Directions: Print every record exactly, omitting none.

Data records
<<<<

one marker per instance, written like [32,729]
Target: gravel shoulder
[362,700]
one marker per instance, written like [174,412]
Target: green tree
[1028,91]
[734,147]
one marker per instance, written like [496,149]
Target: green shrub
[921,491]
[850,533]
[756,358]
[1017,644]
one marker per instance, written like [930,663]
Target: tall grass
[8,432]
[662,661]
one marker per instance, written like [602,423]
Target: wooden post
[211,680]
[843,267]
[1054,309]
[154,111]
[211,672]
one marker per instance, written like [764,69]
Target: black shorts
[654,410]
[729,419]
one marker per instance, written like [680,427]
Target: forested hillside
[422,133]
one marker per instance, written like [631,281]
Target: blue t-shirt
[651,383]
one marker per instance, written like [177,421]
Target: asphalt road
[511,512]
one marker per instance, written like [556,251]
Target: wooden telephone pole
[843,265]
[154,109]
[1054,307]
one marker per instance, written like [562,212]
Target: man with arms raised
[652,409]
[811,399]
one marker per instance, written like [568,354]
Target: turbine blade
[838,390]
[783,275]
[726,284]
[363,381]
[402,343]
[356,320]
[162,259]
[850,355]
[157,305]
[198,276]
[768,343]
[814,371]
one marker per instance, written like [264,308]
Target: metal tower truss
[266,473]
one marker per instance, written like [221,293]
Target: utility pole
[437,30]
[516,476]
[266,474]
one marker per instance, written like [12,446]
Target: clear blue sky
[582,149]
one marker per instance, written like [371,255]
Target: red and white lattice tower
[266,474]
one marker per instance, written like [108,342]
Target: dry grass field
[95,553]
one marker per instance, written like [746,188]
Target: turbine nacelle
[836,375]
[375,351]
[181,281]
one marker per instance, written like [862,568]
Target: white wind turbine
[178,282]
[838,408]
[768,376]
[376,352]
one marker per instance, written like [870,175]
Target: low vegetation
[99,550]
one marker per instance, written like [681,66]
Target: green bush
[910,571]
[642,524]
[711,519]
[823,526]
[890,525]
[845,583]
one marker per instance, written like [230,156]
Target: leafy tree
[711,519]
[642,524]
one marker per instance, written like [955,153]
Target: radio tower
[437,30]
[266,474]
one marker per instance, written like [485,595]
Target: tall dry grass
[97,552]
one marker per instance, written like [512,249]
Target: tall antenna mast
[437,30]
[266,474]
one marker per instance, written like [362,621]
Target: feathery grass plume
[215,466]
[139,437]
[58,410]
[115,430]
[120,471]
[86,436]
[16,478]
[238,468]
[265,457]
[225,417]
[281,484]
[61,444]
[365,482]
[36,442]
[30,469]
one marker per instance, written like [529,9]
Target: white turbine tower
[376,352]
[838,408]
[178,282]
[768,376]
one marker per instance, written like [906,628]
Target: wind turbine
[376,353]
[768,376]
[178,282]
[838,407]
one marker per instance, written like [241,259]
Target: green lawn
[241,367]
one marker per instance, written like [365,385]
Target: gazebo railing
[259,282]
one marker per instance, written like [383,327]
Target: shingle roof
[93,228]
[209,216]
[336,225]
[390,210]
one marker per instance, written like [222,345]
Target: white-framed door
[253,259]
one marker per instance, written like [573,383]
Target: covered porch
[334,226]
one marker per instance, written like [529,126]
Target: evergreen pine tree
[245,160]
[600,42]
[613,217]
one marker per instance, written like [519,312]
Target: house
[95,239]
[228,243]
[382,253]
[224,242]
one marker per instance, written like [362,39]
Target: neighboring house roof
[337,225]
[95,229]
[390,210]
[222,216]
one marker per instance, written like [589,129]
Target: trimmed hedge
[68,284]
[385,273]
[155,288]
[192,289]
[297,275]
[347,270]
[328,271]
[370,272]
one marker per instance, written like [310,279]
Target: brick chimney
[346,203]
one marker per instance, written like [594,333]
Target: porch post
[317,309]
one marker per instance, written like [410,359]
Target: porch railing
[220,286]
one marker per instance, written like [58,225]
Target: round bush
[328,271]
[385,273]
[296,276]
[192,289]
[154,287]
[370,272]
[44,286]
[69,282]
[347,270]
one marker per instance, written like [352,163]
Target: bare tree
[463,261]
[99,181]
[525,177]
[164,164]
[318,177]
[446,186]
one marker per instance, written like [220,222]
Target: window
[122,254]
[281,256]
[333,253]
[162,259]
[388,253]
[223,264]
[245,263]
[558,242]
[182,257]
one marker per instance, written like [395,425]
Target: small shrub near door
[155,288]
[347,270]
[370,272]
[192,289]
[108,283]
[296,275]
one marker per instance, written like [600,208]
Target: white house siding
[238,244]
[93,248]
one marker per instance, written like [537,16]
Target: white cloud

>>>>

Answer:
one marker per instance, written like [32,729]
Target: gravel shoulder
[362,700]
one marker per instance, written like [174,412]
Target: green tree
[1028,91]
[734,147]
one marker per instance, written like [496,149]
Target: green shrub
[921,491]
[850,533]
[756,358]
[1017,644]
one marker per instance, written like [930,663]
Target: tall grass
[8,432]
[662,661]
one marker per instance, written like [602,423]
Target: wooden post
[211,680]
[843,267]
[1054,309]
[154,111]
[211,672]
one marker per instance, written like [764,69]
Target: black shorts
[654,410]
[729,419]
one marker per instance, written like [680,427]
Target: forested hillside
[422,133]
one marker per instance, written like [631,281]
Target: blue t-shirt
[651,383]
one marker per instance, written like [177,421]
Target: asphalt road
[511,512]
one marker per instance, written like [556,251]
Target: wooden telephone pole
[843,265]
[154,109]
[1054,307]
one marker per instance, written like [562,212]
Target: man with arms raised
[652,409]
[811,399]
one marker per instance, written like [568,354]
Target: turbine blade
[838,390]
[783,275]
[726,284]
[363,381]
[402,343]
[356,320]
[162,259]
[850,355]
[157,305]
[198,276]
[768,343]
[814,371]
one marker per instance, written like [264,308]
Target: metal tower truss
[266,473]
one marker per instance, written like [221,293]
Target: utility pole
[437,30]
[516,476]
[266,474]
one marker per instance, written like [12,446]
Target: clear blue sky
[582,149]
one marker per instance, written like [371,255]
Target: red and white lattice tower
[266,474]
one marker per instance, written like [108,342]
Target: dry grass field
[95,553]
one marker per instance, written like [746,188]
Target: turbine nacelle
[836,375]
[375,351]
[181,281]
one marker per instance, written like [862,568]
Target: white wind turbine
[178,282]
[838,408]
[768,376]
[376,352]
one marker per instance, written like [870,175]
Target: low vegetation
[99,550]
one marker per instance, written like [681,66]
Target: green bush
[910,571]
[642,524]
[711,519]
[823,526]
[890,525]
[845,583]
one marker per instance, written like [230,156]
Target: leafy tree
[711,519]
[642,524]
one marker per instance, written like [955,153]
Target: radio tower
[437,30]
[266,474]
one marker per instance, written like [485,595]
Target: tall dry grass
[97,552]
one marker per instance, written like [512,249]
Target: tall antenna mast
[437,30]
[266,474]
one marker per instance, written like [362,621]
Target: feathery grass plume
[215,466]
[139,437]
[58,410]
[115,430]
[120,471]
[86,436]
[16,478]
[238,468]
[265,457]
[225,417]
[281,484]
[61,444]
[365,482]
[36,442]
[30,469]
one marker per instance, written like [529,9]
Target: white turbine tower
[376,352]
[838,408]
[178,282]
[768,376]
one marker per instance, written like [906,628]
Target: wind turbine
[376,353]
[768,376]
[178,282]
[838,407]
one marker per instance, written like [241,259]
Target: green lawn
[241,367]
one marker per instance, written like [365,385]
Target: gazebo railing
[259,282]
one marker per instance, written like [383,327]
Target: shingle roof
[93,228]
[209,216]
[336,225]
[390,210]
one marker per instance, written like [222,345]
Target: white-framed door
[253,259]
one marker per instance, written like [573,383]
Target: covered porch
[334,226]
one marker per instance, written like [529,126]
Target: evergreen pine tree
[245,160]
[600,42]
[613,217]
one marker per instance, written like [519,312]
Target: house
[95,239]
[228,243]
[382,253]
[224,242]
one marker per instance, written like [362,39]
Target: neighboring house roof
[337,225]
[95,229]
[390,210]
[222,216]
one marker per instance, written like [589,129]
Target: trimmed hedge
[68,284]
[385,273]
[155,288]
[192,289]
[297,275]
[347,270]
[328,271]
[370,272]
one marker per instance, written like [310,279]
Target: brick chimney
[346,203]
one marker per instance, written like [594,333]
Target: porch post
[317,309]
one marker per instance, written like [410,359]
Target: porch railing
[220,286]
one marker per instance, written like [58,225]
Target: round bush
[328,271]
[385,273]
[296,276]
[192,289]
[154,287]
[370,272]
[44,286]
[69,282]
[347,270]
one marker per instance, written like [352,163]
Target: bare tree
[463,261]
[99,181]
[525,177]
[164,164]
[318,177]
[446,186]
one marker per instance, written like [220,222]
Target: window
[122,254]
[281,256]
[333,253]
[162,259]
[388,253]
[223,264]
[245,263]
[558,242]
[182,257]
one marker per instance, written like [395,425]
Target: small shrub near door
[155,288]
[347,270]
[370,272]
[192,289]
[108,283]
[296,275]
one marker per instance, written like [600,208]
Target: white house siding
[238,244]
[93,248]
one marker per instance, written like [537,16]
Target: white cloud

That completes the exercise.